## What is required
Please convert the data below into a two-column CSV with the headers instruction and response, one row per entry. Put each entry's text and its answer in one quoted field apiece, with line breaks replaced by spaces.

## BEGIN Data provided

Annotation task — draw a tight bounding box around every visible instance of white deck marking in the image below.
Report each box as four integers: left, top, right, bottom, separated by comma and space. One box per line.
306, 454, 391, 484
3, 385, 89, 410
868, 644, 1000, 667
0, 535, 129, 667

## END Data provided

## Solution to this exercise
instruction,response
"Annotation task — draw a tight bounding box around every visible instance of white deck marking in the image below. Report each box as four integers: left, top, right, bottom, separated by comma and space. One box per line.","306, 454, 391, 484 3, 385, 89, 410 868, 644, 1000, 667 0, 535, 129, 667"